**Your task**. Pull out every line of the records below that contains the word "yellow".

(Stored data entries)
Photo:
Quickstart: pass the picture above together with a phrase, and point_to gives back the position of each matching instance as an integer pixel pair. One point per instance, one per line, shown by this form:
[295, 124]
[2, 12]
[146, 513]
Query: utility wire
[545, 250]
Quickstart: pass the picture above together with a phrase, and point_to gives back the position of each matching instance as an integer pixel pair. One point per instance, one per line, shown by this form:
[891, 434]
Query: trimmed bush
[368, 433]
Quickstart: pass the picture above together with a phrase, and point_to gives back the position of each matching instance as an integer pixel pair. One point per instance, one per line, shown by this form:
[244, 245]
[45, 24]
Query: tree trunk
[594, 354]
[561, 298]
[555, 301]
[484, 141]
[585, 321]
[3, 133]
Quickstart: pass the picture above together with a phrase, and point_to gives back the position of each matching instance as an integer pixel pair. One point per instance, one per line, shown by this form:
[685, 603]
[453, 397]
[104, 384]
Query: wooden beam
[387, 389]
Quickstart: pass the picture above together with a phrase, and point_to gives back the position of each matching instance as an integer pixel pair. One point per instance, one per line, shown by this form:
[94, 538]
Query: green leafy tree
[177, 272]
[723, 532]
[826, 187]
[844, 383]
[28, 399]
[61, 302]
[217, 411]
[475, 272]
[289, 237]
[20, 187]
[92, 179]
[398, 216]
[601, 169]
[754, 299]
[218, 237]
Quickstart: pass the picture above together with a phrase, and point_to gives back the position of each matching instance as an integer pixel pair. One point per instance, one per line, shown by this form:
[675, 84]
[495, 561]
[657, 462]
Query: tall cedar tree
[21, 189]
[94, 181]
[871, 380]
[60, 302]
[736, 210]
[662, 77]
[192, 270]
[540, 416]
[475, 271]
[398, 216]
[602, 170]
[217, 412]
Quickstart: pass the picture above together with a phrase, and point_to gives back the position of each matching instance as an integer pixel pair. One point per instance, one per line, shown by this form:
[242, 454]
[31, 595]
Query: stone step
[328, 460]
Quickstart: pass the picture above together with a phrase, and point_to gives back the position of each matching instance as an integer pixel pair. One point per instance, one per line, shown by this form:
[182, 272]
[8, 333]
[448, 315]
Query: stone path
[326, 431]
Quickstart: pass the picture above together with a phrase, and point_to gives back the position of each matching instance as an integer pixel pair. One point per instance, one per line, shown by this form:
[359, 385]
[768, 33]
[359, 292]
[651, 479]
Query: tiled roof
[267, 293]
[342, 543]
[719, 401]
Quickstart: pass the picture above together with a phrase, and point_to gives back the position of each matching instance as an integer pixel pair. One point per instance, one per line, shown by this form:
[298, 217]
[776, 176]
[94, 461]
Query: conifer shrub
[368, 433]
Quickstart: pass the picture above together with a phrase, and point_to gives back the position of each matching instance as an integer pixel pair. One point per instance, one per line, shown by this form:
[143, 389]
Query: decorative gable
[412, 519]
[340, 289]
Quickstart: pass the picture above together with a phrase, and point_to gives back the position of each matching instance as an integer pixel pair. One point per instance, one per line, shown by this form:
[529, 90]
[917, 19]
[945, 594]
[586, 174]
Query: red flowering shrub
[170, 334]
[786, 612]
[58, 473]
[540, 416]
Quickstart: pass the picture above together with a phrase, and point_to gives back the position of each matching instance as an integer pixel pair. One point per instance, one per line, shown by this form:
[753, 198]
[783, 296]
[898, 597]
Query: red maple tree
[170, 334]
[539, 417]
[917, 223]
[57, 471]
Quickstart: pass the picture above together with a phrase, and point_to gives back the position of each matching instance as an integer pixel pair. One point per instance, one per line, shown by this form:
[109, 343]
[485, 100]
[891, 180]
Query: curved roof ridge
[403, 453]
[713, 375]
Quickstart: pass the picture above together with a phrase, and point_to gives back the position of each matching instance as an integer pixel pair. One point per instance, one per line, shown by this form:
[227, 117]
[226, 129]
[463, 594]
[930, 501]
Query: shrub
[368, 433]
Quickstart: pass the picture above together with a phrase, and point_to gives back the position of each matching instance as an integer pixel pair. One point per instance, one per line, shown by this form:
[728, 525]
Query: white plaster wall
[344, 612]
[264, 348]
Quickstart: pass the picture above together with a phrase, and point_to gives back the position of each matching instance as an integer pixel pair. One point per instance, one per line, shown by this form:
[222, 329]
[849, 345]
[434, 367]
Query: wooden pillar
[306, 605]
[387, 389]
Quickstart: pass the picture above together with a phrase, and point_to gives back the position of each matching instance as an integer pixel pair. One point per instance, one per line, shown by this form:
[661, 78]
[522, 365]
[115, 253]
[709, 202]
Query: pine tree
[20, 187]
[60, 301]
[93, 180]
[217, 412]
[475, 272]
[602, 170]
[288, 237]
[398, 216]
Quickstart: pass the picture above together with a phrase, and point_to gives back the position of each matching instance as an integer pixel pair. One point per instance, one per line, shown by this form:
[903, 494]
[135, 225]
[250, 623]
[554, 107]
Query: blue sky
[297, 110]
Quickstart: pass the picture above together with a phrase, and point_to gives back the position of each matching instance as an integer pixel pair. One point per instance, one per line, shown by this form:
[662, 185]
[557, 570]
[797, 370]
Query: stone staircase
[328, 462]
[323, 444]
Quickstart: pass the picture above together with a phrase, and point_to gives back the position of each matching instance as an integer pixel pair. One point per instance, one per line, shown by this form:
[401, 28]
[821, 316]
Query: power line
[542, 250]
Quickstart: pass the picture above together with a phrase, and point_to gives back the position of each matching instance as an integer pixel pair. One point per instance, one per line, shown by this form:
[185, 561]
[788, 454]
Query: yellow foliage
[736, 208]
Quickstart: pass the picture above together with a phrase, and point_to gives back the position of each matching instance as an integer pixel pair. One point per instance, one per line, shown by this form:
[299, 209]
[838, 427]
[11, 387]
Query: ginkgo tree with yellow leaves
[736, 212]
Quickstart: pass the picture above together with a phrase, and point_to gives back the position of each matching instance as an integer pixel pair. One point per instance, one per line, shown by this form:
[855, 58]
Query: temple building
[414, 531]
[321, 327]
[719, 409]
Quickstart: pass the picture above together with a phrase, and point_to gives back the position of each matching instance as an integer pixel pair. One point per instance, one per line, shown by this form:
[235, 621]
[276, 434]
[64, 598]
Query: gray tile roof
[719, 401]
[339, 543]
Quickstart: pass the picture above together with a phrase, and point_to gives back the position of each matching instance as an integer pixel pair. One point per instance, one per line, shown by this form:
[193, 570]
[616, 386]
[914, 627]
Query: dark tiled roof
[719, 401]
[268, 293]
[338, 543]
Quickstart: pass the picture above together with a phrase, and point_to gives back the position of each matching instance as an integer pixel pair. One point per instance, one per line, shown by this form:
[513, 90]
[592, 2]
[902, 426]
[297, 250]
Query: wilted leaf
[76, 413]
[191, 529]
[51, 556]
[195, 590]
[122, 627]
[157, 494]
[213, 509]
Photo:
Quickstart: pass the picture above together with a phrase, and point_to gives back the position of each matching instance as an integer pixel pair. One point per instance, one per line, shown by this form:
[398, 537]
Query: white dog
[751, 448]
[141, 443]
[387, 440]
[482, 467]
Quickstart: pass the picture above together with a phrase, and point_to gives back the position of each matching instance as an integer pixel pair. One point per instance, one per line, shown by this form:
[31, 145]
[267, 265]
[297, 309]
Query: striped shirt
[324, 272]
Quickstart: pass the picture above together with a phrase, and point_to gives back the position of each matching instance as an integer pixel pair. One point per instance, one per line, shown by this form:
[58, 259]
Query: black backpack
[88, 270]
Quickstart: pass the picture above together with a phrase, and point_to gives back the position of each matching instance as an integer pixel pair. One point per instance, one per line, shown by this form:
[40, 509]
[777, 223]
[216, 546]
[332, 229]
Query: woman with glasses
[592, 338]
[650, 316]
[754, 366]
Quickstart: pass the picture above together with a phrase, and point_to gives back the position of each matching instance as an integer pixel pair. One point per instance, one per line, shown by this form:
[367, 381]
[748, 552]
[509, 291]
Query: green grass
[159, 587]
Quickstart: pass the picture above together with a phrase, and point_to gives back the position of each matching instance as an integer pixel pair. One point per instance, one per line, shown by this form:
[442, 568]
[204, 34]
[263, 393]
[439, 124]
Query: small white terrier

**Exercise response**.
Query: yellow foliage
Query: ginkgo tree with yellow leaves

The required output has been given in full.